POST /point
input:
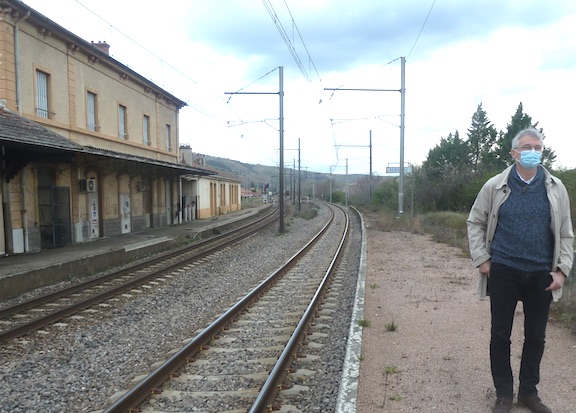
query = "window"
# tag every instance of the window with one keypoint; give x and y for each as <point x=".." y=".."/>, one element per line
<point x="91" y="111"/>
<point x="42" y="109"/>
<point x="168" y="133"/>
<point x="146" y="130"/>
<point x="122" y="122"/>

******

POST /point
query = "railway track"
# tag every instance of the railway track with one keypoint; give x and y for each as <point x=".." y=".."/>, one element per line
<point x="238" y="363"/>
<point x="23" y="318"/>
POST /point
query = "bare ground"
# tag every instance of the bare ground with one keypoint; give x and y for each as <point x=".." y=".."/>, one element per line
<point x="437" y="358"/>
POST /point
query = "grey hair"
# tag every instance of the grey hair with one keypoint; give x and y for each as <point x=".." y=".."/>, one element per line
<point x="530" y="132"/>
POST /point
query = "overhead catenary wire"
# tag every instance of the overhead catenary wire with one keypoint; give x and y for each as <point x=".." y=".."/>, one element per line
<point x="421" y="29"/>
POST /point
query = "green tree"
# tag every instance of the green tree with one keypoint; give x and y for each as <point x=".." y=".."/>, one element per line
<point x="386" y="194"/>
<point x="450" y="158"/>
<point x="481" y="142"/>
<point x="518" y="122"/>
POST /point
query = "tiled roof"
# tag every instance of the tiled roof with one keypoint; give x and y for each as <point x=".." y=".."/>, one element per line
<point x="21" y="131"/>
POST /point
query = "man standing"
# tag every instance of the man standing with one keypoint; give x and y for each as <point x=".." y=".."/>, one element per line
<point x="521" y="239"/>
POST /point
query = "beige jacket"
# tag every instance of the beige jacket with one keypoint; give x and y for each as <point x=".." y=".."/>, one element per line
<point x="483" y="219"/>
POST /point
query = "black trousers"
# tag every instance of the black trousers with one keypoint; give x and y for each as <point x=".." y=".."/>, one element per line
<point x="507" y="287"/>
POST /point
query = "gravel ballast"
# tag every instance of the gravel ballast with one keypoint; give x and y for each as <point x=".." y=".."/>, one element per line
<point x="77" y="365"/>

******

- **WRITTEN TASK**
Pull out every line of the items above that contains the string "green", treating uppercase and lowercase as different.

- **WORKED ANSWER**
query = "green tree"
# tag every instance of the green tree with one keypoint; give x and y for each as <point x=".." y=".."/>, one element per line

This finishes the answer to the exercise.